Las respuestas claras y contundentes quedan al margen de una realidad tan oscura como la de aquellos jóvenes que protagonizaron una experiencia alternativa y sucumbieron ante la heroína. Demasiado pronto, como si se tratara de una condena del destino o, algo peor, una sentencia dictada por quienes manejan tramas cuya existencia supone una incógnita.

La única respuesta es la voluntad de buscarla para proporcionar un relato a una vida fugaz como la de Nela, que apenas llegó a los veinte años, y la de tantos jóvenes de mi generación. La condición de víctimas no es la adecuada para agruparlos. Hubo torpeza, irresponsabilidad, gregarismo…, pero también demasiada ingenuidad fruto de una época donde era difícil andar avisado.

Nela murió joven, pero vivió lo suficiente para dejar retazos de la memoria. Hilvanarlos es el propósito de Juan. El hermano pequeño, aquel a quien la adolescente llevó de la mano a un cine para ver Sonrisas y lágrimas, demuestra con su novela que la memoria da sentido a las vidas. También las fugaces, anónimas y marcadas por un destino dramático en un clima de fracaso familiar y colectivo.
----------------
◆ **TAREAS**
**a)** Según el fragmento sobre Nela, ¿qué película fue a ver al cine el hermano pequeño cuando la adolescente lo llevó de la mano?
**b)** Traduce al inglés esta oración del fragmento sobre Nela: "Nela murió joven, pero vivió lo suficiente para dejar retazos de la memoria."
**c)** Por favor, sustituye "heroína" por "cocaína" y reproduce el fragmento sobre Nela empezando en las palabras que contienen "Las respuestas claras" y terminando después de "supone una incógnita.".
Las entradas no tienen ningún papel en esto.

Entradas almacenadas del conjunto de datos
----------------
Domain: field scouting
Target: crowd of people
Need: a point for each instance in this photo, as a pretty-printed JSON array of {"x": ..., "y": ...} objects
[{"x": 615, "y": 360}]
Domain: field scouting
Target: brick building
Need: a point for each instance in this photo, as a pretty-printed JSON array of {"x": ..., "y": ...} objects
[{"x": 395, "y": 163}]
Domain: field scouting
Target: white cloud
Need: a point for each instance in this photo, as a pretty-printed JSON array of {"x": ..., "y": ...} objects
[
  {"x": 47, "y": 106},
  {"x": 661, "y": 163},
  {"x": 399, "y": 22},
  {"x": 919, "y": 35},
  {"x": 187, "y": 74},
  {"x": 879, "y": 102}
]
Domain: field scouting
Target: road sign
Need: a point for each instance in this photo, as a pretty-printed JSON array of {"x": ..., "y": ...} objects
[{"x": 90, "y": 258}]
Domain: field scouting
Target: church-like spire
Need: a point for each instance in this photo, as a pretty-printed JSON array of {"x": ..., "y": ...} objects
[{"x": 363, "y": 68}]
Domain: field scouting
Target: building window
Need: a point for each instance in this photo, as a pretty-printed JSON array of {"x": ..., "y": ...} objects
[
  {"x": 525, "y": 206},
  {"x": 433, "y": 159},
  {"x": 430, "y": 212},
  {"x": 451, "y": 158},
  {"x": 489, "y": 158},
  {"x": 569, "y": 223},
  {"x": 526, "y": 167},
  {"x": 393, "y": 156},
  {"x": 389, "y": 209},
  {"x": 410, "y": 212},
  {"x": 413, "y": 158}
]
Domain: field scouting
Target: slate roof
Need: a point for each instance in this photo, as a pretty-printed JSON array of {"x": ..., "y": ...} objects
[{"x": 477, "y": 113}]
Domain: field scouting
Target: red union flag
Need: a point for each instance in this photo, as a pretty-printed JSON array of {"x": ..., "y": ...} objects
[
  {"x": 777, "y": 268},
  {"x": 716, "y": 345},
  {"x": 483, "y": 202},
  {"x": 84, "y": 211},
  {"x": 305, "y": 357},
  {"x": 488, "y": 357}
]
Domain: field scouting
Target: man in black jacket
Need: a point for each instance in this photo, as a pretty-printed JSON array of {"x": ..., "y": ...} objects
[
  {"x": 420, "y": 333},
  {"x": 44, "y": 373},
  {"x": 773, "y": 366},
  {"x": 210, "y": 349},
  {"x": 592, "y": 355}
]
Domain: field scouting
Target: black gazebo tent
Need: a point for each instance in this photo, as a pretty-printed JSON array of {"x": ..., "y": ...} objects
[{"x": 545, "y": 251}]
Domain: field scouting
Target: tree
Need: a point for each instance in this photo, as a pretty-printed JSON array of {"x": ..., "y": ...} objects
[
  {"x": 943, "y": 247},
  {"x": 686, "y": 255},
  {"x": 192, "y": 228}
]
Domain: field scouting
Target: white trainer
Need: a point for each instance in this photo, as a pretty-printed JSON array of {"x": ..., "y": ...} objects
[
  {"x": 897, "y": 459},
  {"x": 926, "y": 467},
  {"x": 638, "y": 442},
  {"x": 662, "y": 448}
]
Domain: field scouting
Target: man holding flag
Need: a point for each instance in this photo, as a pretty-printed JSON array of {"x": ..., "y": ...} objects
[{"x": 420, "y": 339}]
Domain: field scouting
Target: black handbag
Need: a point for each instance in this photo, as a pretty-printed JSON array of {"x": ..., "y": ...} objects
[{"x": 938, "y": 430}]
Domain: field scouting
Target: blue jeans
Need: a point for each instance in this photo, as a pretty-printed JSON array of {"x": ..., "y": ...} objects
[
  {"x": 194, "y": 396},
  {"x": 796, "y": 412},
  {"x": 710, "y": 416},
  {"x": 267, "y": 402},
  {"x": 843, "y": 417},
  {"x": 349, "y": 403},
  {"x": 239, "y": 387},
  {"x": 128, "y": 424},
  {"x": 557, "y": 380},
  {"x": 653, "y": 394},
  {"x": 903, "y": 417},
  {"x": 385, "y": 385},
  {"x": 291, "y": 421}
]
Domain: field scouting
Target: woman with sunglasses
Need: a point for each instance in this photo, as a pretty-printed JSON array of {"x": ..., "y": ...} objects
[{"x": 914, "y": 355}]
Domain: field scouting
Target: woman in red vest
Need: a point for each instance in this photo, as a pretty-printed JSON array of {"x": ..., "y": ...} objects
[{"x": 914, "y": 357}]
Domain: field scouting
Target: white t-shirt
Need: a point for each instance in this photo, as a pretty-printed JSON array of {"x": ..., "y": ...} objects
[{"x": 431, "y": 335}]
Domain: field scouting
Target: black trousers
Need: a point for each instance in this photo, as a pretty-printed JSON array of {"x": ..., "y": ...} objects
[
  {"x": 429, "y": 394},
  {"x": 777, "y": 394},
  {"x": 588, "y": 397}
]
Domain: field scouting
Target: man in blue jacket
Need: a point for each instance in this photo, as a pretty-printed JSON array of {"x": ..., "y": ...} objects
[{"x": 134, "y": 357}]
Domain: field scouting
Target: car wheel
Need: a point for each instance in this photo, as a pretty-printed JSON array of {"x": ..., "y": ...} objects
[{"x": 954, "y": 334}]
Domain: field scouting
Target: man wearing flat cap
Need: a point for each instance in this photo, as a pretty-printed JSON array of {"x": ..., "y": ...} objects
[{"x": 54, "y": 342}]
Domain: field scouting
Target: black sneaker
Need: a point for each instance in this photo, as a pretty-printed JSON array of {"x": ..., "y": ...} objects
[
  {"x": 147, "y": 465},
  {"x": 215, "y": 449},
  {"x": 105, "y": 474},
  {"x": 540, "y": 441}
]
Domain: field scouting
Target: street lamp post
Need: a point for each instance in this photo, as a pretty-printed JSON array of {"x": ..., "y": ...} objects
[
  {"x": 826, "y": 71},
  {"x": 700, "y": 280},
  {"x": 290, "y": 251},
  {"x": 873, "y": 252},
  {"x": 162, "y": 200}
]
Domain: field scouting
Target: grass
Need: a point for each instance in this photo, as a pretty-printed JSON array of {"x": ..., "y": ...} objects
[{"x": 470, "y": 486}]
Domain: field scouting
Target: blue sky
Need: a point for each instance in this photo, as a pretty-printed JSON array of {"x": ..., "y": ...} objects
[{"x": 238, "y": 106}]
----------------
◆ **RESPUESTAS DADAS**
**a)** Sonrisas y lágrimas.

**b)** Nela died young, but she lived long enough to leave behind scraps of memory.

**c)**
Las respuestas claras y contundentes quedan al margen de una realidad tan oscura como la de aquellos jóvenes que protagonizaron una experiencia alternativa y sucumbieron ante la cocaína. Demasiado pronto, como si se tratara de una condena del destino o, algo peor, una sentencia dictada por quienes manejan tramas cuya existencia supone una incógnita.